» **PAGE TEXT**:
◇ ◇ ◇ ◇ ◇
This list will be periodically revised to reflect the continually evolving fields of genomics, bioinformatics, and to comply with ethics and privacy policies and regulations.
ICGC established two bodies to oversee controlled access: The Data Access Compliance Office (DACO) and an International Data Access Committee (IDAC). DACO is responsible for processing access requests from the scientific community and its activities are overseen by IDAC. DACO is required to verify the conformity of users’ projects with the goals and policies of ICGC, including, but not limited to, policies concerning the purpose and relevance of the research, the protection of participants, and the security of participants’ data.
DACO, IDAC, and ICGC’s Ethics and Governance Committee (AEGC) collaboratively developed the data access application forms (which include an access agreement), as well as the policies to be used by ICGC. The rules and policies of ICGC have influenced the controlled access strategies of several database projects, including the Wellcome Trust Sanger Institute and the Human Epigenome Consortium.
Authorizations to access controlled data will be broad, so that authenticated users will get permission to obtain access to controlled data generated from all samples studied by any participating ICGC ARGO project (as the feasibility of providing permissions to datasets originating from single or partial subsets of participating center’s has been determined to be unworkable in the context of the ICGC).
The DACO will also develop guidelines to streamline approaches to providing qualified investigators with access to controlled data. In doing so, it will consider mechanisms and tools that have been already in use by other organizations that distribute controlled datasets to international scientists (for example, GA4GH or the Wellcome Trust Case Control Consortium). Under current processes potential users and their institutions will be required to submit an Access Application Form and sign a Data Access Agreement. Interested users and institutional officials who are authorized to make legally binding agreements for the institution will be required to adhere to the conditions laid out in the Access Agreement. Investigators will need to agree to regular review and renewal requested by the DACO for such authorization and in cases when they move to new institutions.
◇ ◇ ◇ ◇ ◇
» **DATA FOR ANALYSIS**:
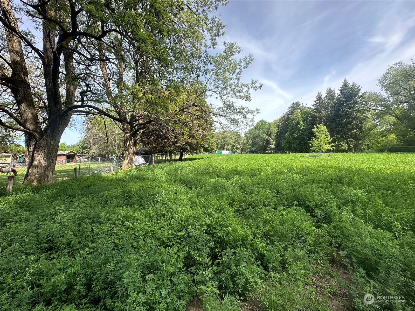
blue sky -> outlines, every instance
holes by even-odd
[[[344,78],[379,90],[388,65],[415,57],[414,1],[231,1],[220,9],[226,24],[219,41],[236,41],[255,60],[247,80],[264,84],[242,104],[271,121],[290,103],[310,105],[318,91]],[[76,142],[67,129],[61,141]]]

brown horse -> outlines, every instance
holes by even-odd
[[[17,171],[11,166],[7,166],[7,168],[0,168],[0,173],[6,173],[6,175],[8,175],[9,173],[12,172],[15,174],[15,176],[17,175]]]

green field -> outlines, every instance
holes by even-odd
[[[14,192],[2,310],[415,310],[413,154],[195,156]]]

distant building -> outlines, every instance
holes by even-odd
[[[235,154],[235,153],[229,150],[218,150],[216,151],[216,154]]]
[[[153,154],[150,149],[147,148],[136,148],[135,153],[134,154],[134,165],[148,165],[152,164],[152,154]],[[124,152],[121,153],[120,156],[124,157]]]
[[[0,153],[0,163],[10,163],[12,161],[13,158],[10,153]]]
[[[24,153],[22,153],[17,156],[17,161],[19,162],[24,162]]]
[[[71,163],[76,159],[83,158],[83,154],[78,154],[71,150],[63,150],[58,151],[56,157],[56,165],[62,165],[67,163]]]

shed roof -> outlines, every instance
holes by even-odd
[[[67,155],[68,153],[70,153],[72,152],[73,153],[75,153],[75,154],[77,154],[76,152],[74,152],[71,150],[63,150],[60,151],[58,151],[58,156],[64,156]]]
[[[147,149],[147,148],[135,148],[136,152],[139,152],[140,153],[150,153],[150,149]]]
◇ ◇ ◇ ◇ ◇
Reproduce the part of the ICGC data access text above between "This list will" and "of participants’ data.", inclusive, word for word.

This list will be periodically revised to reflect the continually evolving fields of genomics, bioinformatics, and to comply with ethics and privacy policies and regulations.
ICGC established two bodies to oversee controlled access: The Data Access Compliance Office (DACO) and an International Data Access Committee (IDAC). DACO is responsible for processing access requests from the scientific community and its activities are overseen by IDAC. DACO is required to verify the conformity of users’ projects with the goals and policies of ICGC, including, but not limited to, policies concerning the purpose and relevance of the research, the protection of participants, and the security of participants’ data.